TASK OBJECTIVE: In duplicating the lines below, keep every word unchanged and drop the pictures.

DATA EXTRACTS:
________

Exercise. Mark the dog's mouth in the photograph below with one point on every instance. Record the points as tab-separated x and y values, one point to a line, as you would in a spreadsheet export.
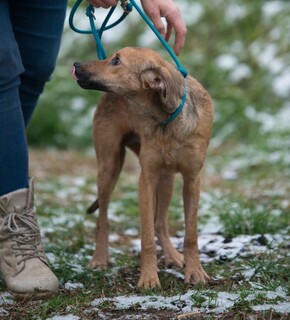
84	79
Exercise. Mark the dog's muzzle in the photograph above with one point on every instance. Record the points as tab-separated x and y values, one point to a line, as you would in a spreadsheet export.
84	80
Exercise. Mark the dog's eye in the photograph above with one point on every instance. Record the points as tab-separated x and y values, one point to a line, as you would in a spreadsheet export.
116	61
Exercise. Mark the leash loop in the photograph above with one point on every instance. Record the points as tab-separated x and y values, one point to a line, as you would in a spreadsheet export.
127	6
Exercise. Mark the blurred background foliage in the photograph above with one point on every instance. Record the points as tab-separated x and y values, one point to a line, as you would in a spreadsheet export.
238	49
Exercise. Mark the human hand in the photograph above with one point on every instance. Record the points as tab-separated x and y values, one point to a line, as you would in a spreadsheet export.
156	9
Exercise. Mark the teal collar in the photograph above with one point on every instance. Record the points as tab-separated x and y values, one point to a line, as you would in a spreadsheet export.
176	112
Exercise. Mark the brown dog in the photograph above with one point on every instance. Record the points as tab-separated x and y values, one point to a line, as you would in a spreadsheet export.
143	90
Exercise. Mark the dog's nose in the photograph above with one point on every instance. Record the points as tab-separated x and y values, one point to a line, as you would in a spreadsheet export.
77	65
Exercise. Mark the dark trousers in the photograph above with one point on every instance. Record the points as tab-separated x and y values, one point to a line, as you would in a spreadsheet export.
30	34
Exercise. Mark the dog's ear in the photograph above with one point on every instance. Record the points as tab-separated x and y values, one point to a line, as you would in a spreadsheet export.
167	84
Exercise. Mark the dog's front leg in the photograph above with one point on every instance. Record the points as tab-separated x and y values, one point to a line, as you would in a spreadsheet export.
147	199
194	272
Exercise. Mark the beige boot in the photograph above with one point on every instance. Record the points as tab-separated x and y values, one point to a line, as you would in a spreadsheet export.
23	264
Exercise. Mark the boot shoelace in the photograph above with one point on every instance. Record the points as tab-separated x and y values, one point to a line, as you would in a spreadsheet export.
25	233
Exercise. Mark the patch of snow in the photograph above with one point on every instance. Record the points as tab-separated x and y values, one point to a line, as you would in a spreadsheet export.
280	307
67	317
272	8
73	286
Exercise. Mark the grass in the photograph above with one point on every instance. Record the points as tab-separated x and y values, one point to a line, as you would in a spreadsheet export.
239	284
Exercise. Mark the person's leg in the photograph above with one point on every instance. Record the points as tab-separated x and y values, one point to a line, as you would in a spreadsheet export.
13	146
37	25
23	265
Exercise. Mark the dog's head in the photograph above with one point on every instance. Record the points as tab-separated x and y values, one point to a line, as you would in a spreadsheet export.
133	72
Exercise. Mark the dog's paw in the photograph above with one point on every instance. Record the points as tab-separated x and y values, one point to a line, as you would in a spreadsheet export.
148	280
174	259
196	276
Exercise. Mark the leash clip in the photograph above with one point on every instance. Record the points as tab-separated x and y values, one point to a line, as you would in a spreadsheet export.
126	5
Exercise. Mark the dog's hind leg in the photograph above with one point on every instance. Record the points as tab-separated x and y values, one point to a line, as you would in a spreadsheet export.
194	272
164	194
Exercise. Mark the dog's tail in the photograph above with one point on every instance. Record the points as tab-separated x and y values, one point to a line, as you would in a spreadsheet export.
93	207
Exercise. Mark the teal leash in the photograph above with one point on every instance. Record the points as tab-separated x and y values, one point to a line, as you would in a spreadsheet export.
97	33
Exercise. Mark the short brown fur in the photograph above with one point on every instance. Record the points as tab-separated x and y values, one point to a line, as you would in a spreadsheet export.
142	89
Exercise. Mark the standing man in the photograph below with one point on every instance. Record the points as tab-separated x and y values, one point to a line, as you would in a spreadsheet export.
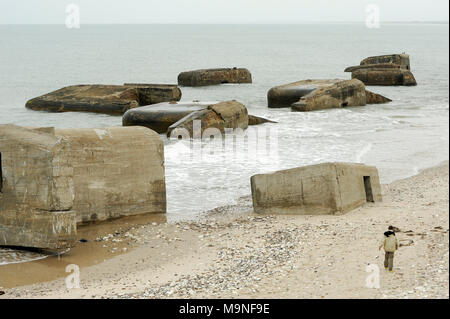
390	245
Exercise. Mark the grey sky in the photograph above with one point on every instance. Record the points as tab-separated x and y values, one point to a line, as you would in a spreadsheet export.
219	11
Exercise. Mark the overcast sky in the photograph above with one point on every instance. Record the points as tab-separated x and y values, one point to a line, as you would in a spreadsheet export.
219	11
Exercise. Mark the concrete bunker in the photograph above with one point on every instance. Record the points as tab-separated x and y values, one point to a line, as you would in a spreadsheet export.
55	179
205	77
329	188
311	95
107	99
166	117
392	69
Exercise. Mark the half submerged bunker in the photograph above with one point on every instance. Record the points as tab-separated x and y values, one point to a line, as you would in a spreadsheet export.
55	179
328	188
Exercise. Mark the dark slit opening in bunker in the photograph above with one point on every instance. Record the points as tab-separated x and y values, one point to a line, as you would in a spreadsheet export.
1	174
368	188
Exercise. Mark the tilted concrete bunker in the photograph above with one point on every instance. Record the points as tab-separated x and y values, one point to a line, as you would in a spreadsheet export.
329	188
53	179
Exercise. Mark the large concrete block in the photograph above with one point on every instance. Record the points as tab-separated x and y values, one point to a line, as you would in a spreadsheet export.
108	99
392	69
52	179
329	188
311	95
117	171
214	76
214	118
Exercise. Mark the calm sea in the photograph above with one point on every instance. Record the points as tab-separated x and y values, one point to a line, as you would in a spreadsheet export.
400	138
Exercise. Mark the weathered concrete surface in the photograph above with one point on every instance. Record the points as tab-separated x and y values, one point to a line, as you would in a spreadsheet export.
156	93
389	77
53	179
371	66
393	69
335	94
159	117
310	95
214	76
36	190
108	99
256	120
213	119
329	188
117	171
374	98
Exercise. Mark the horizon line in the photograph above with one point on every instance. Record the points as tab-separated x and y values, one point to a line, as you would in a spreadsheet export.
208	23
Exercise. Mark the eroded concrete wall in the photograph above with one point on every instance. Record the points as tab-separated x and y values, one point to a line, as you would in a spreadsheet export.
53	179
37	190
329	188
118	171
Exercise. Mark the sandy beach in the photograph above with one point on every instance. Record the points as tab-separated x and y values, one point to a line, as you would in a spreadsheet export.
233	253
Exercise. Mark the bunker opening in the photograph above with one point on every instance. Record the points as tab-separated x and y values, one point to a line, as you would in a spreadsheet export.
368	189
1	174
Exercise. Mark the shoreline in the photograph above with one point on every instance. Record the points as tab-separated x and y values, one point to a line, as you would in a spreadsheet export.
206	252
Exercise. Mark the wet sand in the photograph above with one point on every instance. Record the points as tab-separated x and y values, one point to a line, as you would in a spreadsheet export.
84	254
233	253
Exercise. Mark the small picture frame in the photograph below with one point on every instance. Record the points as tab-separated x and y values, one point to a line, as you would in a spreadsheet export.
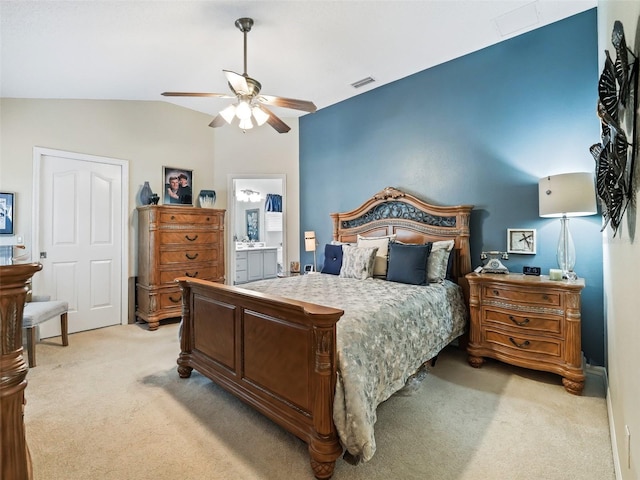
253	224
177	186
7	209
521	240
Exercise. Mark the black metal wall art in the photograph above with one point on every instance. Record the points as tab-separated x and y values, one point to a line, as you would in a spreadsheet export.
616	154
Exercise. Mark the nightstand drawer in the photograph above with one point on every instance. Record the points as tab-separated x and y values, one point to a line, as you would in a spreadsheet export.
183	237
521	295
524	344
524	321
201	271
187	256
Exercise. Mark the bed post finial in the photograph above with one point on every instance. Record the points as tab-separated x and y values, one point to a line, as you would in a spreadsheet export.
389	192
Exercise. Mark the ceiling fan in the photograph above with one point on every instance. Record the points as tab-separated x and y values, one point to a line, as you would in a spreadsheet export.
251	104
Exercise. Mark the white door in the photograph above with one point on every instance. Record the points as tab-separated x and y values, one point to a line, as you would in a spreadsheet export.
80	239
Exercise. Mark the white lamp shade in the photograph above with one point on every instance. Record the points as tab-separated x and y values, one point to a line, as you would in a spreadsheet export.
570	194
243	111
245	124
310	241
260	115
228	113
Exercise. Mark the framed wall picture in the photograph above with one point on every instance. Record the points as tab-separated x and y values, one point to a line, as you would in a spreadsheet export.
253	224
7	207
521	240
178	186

________

EXERCISE RESPONSE:
Exercise. Mark the dog's mouth in the photograph below with one point on every instance. Record the points as tab-separated x and y values, one point to a line, as you would in a spreadsheet export.
84	79
Exercise. Mark the dog's muzzle in the photograph above with one point on every instance. Record the points as tab-separated x and y values, one point to a line, as you would in a spreadsheet export.
84	80
Exercise. Mark the dog's eye in the photograph above with one point on every instance. Record the points as tab-separated x and y values, one point to a line, as you would in a spreadsheet export.
116	61
Exercise. Mark the leash loop in the photograph above with one point on every instance. Record the points as tab-separated x and y values, one point to a line, as you would in a spreadsheet export.
127	6
Exercise. Mark the blurred background foliage in the photograph above with one point on every instance. Record the points as tab-separated x and y values, one point to a line, as you would in a spreadsheet export.
238	49
Exercise. Mark the human hand in the photograph above with one point on every instance. Record the points as tab-separated x and y values, one point to a line, as you would in a spreadsheet export.
156	9
Exercise. Mark the teal collar in the photograph above with one point on every instance. Record the points as tab-separated x and y values, one point to a line, as you would in a spreadsheet export.
176	112
Exercise. Mark the brown dog in the photograph above with one point on every instance. Record the points as tab-separated x and y values, one point to a line, as you would in a spreadsheet export.
143	90
Exercise. Mark the dog's nose in the photograph above with one point on every instance. Record the points as tab-separated x and y values, one point to a line, as you would in a spreadsheet export.
77	65
Exercise. Mark the dark trousers in the photograph above with one point on every instance. Record the points as tab-separated x and y values, one point to a line, as you would in a spreadsheet export.
30	34
Exercise. Mark the dog's ear in the photograph above with one point on every instance. Record the points as tab-separated x and y values, one point to a line, as you would in a spreadsheet export.
167	84
Exercise. Mark the dog's front leg in the photograph above with one point on every instance. Record the points as tab-separated x and y values, one point to a line, as you would in a spreadsheet export.
147	199
194	272
Exercise. Mark the beige boot in the photograph above with one point on every instance. Record the points as tab-separated x and y values, one point to a line, as you would in a spreadsheet export.
23	264
Exercise. Mark the boot shoelace in the photograph above with one point on every instance. Record the points as tab-separated x and y values, one point to a line, as you would in a spreadsheet export.
25	233
Exercise. Mark the patch of snow in the photograph above with one point on every instance. Record the points as tab-separated x and y values, one point to a line, as you would in a spreadsheet export.
280	307
67	317
272	8
73	286
Exercise. Mark the grass in the photograph above with one point on every instance. Record the points as tab-separated x and y values, one point to a line, as you would in a spreadsheet export.
239	284
Exercise. Mark the person's leg in the photograph above with one point on every instance. Record the points as tab-separated x and y values, one point to a line, as you would in a spreadsheet export.
13	146
37	25
23	265
Exercise. Mark the dog's head in the photograph above with one point on every instance. Record the points as tab-separated x and y values, one point to a line, as you would in a spreadsheet export.
133	72
Exercise. Mark the dog's paw in the photograph above with one point on every instance. Record the points as tab-separated x and y values, one point to a line, as you would in a spreadsheet export.
148	280
174	259
196	276
Exercise. Mark the leash clip in the photograph above with one point on every instance. Record the points as tab-separated x and y values, one point to a line, as you would in a spreadsheet export.
126	5
Exercise. Mark the dog's hind leg in the photograph above with one point on every instance. Record the points as tab-separated x and y values, one point to a line, as you would in a spreadsheet export.
194	272
164	194
Exercise. Mark the dog's tail in the photograph above with one point on every instance. Record the points as tab-separated x and y values, one point to a line, as you would in a spreadsheet export.
93	207
Exercise. Mark the teal leash in the photograph above with one point on every instance. Record the points as tab-separated x and y values, one point to a line, as you would in a spreadsheet export.
97	33
Exercise. Mark the short brown fur in the photograph above with one point on every instance. Record the points as tab-separated x and y values, one point to a line, as you would in a spreadsheet export.
142	89
Exercise. Mark the standing man in the photograph below with one point on every instance. Record the points as tab-separated x and y values, one point to a line, as you would in a spreadsheet export.
390	245
Exercise. Mark the grey sky in the photograph above with one point on every instance. Record the points as tab-separated x and y values, one point to a line, as you would in a spreadsheet export.
219	11
Exercise. Mark the overcast sky in the photograph above with one point on every instance. Record the points as tab-separated x and y values, one point to a line, as you would in a spreadsheet export.
219	11
Exercise. Mark the concrete bunker in the photograph above with one point on every instance. Record the points as tab-separated x and y values, one point to a line, as you would in a spreadsheet export.
55	179
205	77
329	188
311	95
107	99
166	117
392	69
Exercise. Mark the half submerged bunker in the photograph above with one point on every instance. Record the points as tab-separated x and y values, one point to a line, as you would in a spreadsheet export.
55	179
328	188
Exercise. Mark the dark slit opening in bunker in the photograph above with one point on every instance. Record the points as tab-separated x and y values, one point to a line, as you would in a spreadsheet export.
1	174
368	188
Exercise. Mark the tilted concrete bunker in the photograph above with one point on every instance. Record the points as tab-separated x and y values, one point to a line, as you would in a spreadsheet export.
329	188
53	179
Exercise. Mark the large concrete block in the photograph above with one point on every instance. Record the points as tab-separated x and y values, one point to a line, as you would in a spreadsheet export.
108	99
392	69
52	179
329	188
311	95
117	171
214	76
214	118
Exercise. Mark the calm sea in the photograph above with one point on every instance. Record the points as tab-separated x and y values, one point to a line, as you would in a spreadsheet export.
400	138
Exercise. Mark the weathered concrete surface in the photograph above with one point on every instance. Record the points as tab-separated x and y values, one point to a line, as you would in a spreadsheet export.
156	93
389	77
53	179
371	66
393	69
335	94
159	117
310	95
214	76
36	190
108	99
256	120
213	119
329	188
117	171
374	98
Exercise. Mark the horizon line in the photograph above with one point on every instance. Record the points as tab-separated x and y values, one point to a line, as you would in a spreadsheet export.
208	23
Exercise. Mark the eroded concrete wall in the photograph above with one point on every instance. Record the points as tab-separated x and y values, one point to a line, as you would in a spreadsheet export.
53	179
37	190
329	188
118	171
Exercise. Mark the sandy beach in the photograph above with one point on every instance. Record the points as tab-separated x and y values, one point to a line, as you would in a spreadsheet export.
233	253
Exercise. Mark the bunker opening in the photograph above with one point on every instance. Record the points as tab-separated x and y values, one point to a line, as you would in a spreadsheet export.
368	189
1	174
Exercise. Mark the shoreline in the photograph above with one point on every instance. Record the points as tab-separated x and y values, one point to a line, as you would in a spreadsheet export.
206	252
Exercise. Mark the wet sand in the photograph above with one point on every instance. Record the points as tab-separated x and y values, one point to a line, as you would in a spreadsheet export.
84	254
233	253
Exercise. Mark the small picture frame in the photograph below with one point on every instance. Record the points as tab-separated x and y values, one point to a line, as you would in a spreadsheet export.
253	224
177	186
7	209
521	240
Exercise. Mark the black metal wall art in the photograph above with one point on every instance. Record the points as tab-separated x and y values, one point to a line, as you would in a spreadsheet export.
616	154
Exercise. Mark the nightstand drawer in the photograph above with one point on every instance. Record the points as tab-separated x and y values, one point to a line, as you would in a spreadsheet export.
183	237
521	295
524	344
524	321
201	271
187	256
Exercise. Mark the bed post finial in the photograph above with one point on every instance. Record the points as tab-separated x and y values, one point to a line, as you would in a spreadsheet export.
389	192
Exercise. Mark the ceiling fan in the photograph above with one point on every instance. Record the points as tab-separated x and y values, one point to a line, as you would in a spreadsheet export.
251	104
Exercise. Mark the white door in the photograph above with one point on every instance. Record the points as tab-separated x and y values, one point to a line, as you would in a spreadsheet export.
80	239
Exercise. Mark the white lamp shade in the photograph above with one point on every instance. Record the points as tab-separated x and y values, one point to a line, as you would in a spreadsheet export.
570	194
243	111
245	124
310	241
260	115
228	113
Exercise. Mark the framed wall picture in the photograph above with one point on every instance. Record the points as tab-separated x and y values, one point to a line, as you would in a spreadsheet export.
253	224
7	207
521	240
178	186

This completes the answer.